• EXERCISE DESCRIPTION: Leaving out the pictures, write the following records exactly as they read.

• SOURCE MATERIAL:
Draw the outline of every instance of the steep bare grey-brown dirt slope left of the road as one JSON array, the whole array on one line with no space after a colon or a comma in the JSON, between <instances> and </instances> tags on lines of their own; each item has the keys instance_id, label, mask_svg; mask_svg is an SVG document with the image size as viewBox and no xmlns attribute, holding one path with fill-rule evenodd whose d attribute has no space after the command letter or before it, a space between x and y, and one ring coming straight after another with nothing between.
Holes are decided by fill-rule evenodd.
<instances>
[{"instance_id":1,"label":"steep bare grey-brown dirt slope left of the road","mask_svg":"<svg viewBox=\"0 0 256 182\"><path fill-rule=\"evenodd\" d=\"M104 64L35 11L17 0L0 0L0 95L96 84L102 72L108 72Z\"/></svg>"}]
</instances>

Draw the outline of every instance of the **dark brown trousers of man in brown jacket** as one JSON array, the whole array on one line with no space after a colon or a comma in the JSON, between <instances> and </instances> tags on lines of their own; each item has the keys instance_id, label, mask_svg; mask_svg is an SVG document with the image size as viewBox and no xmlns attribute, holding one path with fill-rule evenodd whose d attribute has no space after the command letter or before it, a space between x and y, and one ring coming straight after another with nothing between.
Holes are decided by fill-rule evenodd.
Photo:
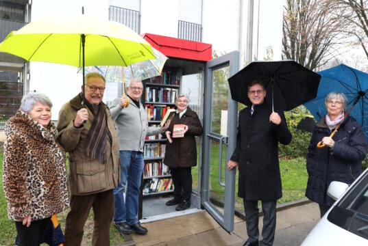
<instances>
[{"instance_id":1,"label":"dark brown trousers of man in brown jacket","mask_svg":"<svg viewBox=\"0 0 368 246\"><path fill-rule=\"evenodd\" d=\"M84 223L93 208L92 245L110 245L110 225L114 217L113 190L91 195L71 195L71 211L66 216L65 245L81 245Z\"/></svg>"}]
</instances>

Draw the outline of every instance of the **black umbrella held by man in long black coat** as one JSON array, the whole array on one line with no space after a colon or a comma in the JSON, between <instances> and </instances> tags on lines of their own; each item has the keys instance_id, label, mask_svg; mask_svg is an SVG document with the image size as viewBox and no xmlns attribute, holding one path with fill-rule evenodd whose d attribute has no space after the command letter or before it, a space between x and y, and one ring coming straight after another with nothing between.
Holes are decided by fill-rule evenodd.
<instances>
[{"instance_id":1,"label":"black umbrella held by man in long black coat","mask_svg":"<svg viewBox=\"0 0 368 246\"><path fill-rule=\"evenodd\" d=\"M272 109L289 111L317 96L321 75L292 60L253 61L228 79L232 99L251 106L248 86L262 81Z\"/></svg>"}]
</instances>

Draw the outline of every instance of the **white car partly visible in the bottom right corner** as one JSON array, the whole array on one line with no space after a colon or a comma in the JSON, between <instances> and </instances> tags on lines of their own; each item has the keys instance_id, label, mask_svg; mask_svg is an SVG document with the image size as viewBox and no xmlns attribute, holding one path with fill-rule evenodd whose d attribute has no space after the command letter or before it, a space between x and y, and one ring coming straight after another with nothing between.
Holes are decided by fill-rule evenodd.
<instances>
[{"instance_id":1,"label":"white car partly visible in the bottom right corner","mask_svg":"<svg viewBox=\"0 0 368 246\"><path fill-rule=\"evenodd\" d=\"M348 187L331 182L336 202L304 239L302 246L368 245L368 169Z\"/></svg>"}]
</instances>

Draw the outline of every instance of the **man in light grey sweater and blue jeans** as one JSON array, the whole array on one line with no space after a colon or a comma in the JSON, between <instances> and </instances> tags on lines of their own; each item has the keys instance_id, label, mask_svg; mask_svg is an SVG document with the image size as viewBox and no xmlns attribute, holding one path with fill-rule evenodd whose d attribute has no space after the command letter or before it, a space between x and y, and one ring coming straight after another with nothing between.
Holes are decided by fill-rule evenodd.
<instances>
[{"instance_id":1,"label":"man in light grey sweater and blue jeans","mask_svg":"<svg viewBox=\"0 0 368 246\"><path fill-rule=\"evenodd\" d=\"M140 226L137 218L140 178L145 166L145 137L163 133L170 124L167 122L161 128L148 126L147 113L139 101L142 92L142 82L133 80L127 87L127 96L116 98L110 107L111 118L116 122L118 130L121 165L121 181L114 189L114 226L122 234L147 233L147 228Z\"/></svg>"}]
</instances>

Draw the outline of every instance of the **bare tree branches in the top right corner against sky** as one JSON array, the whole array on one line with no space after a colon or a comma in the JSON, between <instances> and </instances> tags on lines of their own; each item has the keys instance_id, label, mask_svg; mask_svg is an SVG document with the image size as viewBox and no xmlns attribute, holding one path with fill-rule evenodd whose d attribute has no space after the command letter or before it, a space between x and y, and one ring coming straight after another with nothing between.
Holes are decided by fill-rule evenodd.
<instances>
[{"instance_id":1,"label":"bare tree branches in the top right corner against sky","mask_svg":"<svg viewBox=\"0 0 368 246\"><path fill-rule=\"evenodd\" d=\"M355 44L362 46L368 58L368 0L334 0L335 9L343 9L344 21L349 23L345 33L355 37Z\"/></svg>"}]
</instances>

• COMPLETED TASK:
Draw the outline of every instance of the steep bare grey-brown dirt slope left of the road as one JSON array, the whole array on one line with no space after a colon or a comma in the JSON, between <instances> and </instances> tags on lines of their own; each item has the keys instance_id, label, mask_svg; mask_svg is an SVG document with the image size as viewBox and no xmlns attribute, holding one path with fill-rule evenodd whose d attribute has no space after the command letter or before it, a space between x and y, and one ring coming straight after another with nothing between.
Holes are decided by fill-rule evenodd.
<instances>
[{"instance_id":1,"label":"steep bare grey-brown dirt slope left of the road","mask_svg":"<svg viewBox=\"0 0 256 182\"><path fill-rule=\"evenodd\" d=\"M104 64L35 11L17 0L0 0L0 95L96 84L102 72L108 72Z\"/></svg>"}]
</instances>

Draw the outline of every instance of the **dark brown trousers of man in brown jacket** as one JSON array, the whole array on one line with no space after a colon or a comma in the JSON, between <instances> and </instances> tags on lines of their own; each item has the keys instance_id, label, mask_svg; mask_svg is an SVG document with the image size as viewBox and no xmlns attribute, holding one path with fill-rule evenodd whose d attribute has no space after the command letter or before it, a space between x and y, and one ring coming straight after another with nothing between.
Holes are decided by fill-rule evenodd.
Photo:
<instances>
[{"instance_id":1,"label":"dark brown trousers of man in brown jacket","mask_svg":"<svg viewBox=\"0 0 368 246\"><path fill-rule=\"evenodd\" d=\"M84 223L93 208L92 245L110 245L110 225L114 217L113 190L91 195L71 195L71 211L66 216L65 245L81 245Z\"/></svg>"}]
</instances>

Draw the outline of every instance of the **black umbrella held by man in long black coat** as one JSON array, the whole array on one line with no space after a colon or a comma in the JSON, between <instances> and </instances> tags on lines of their own; each item has the keys instance_id, label, mask_svg; mask_svg is an SVG document with the image size as viewBox and no xmlns attribute, holding one path with fill-rule evenodd whose d attribute has no space after the command letter or before it, a space between x and y, and one ring coming straight after another with nothing between.
Holes are decided by fill-rule evenodd.
<instances>
[{"instance_id":1,"label":"black umbrella held by man in long black coat","mask_svg":"<svg viewBox=\"0 0 368 246\"><path fill-rule=\"evenodd\" d=\"M272 109L289 111L317 96L321 75L292 60L253 61L228 79L232 99L251 106L248 86L262 81Z\"/></svg>"}]
</instances>

Draw the outline of every instance of the **white car partly visible in the bottom right corner** as one JSON array, the whole array on one line with no space after a colon or a comma in the JSON, between <instances> and </instances> tags on lines of their own; each item has the keys instance_id, label, mask_svg; mask_svg is an SVG document with the image size as viewBox and no xmlns attribute, holding one path with fill-rule evenodd whose d attribute has no space after the command letter or before it, a space between x and y, and one ring coming straight after another with nothing between.
Holes are decided by fill-rule evenodd.
<instances>
[{"instance_id":1,"label":"white car partly visible in the bottom right corner","mask_svg":"<svg viewBox=\"0 0 368 246\"><path fill-rule=\"evenodd\" d=\"M348 187L331 182L336 202L304 239L302 246L368 245L368 169Z\"/></svg>"}]
</instances>

Draw the outline of every instance of the **man in light grey sweater and blue jeans** as one JSON array, the whole array on one line with no space after a colon or a comma in the JSON, between <instances> and </instances> tags on lines of their own; each item has the keys instance_id, label, mask_svg; mask_svg is an SVG document with the image size as viewBox and no xmlns attribute, holding one path with fill-rule evenodd whose d attribute has no space after the command letter or before it, a space between x and y, and one ring coming straight after another with nothing between.
Holes are decided by fill-rule evenodd.
<instances>
[{"instance_id":1,"label":"man in light grey sweater and blue jeans","mask_svg":"<svg viewBox=\"0 0 368 246\"><path fill-rule=\"evenodd\" d=\"M140 226L137 218L140 178L145 166L145 137L163 133L170 124L167 122L161 128L148 126L147 113L139 101L142 92L142 82L133 80L127 87L127 96L116 98L110 107L111 118L116 122L118 130L121 165L121 181L114 189L114 226L122 234L147 233L147 228Z\"/></svg>"}]
</instances>

Draw the outline of every instance of the **bare tree branches in the top right corner against sky** as one JSON array, the whole array on one line with no space after a colon or a comma in the JSON, between <instances> and </instances> tags on lines of their own; each item has the keys instance_id, label, mask_svg; mask_svg is an SVG document with the image size as viewBox and no xmlns attribute, holding one path with fill-rule evenodd whose d attribute has no space after the command letter or before it, a space between x and y, and one ring coming straight after another with nothing between.
Holes are decided by fill-rule evenodd.
<instances>
[{"instance_id":1,"label":"bare tree branches in the top right corner against sky","mask_svg":"<svg viewBox=\"0 0 368 246\"><path fill-rule=\"evenodd\" d=\"M355 44L362 46L368 58L368 0L334 0L335 9L343 9L344 21L349 23L345 33L355 37Z\"/></svg>"}]
</instances>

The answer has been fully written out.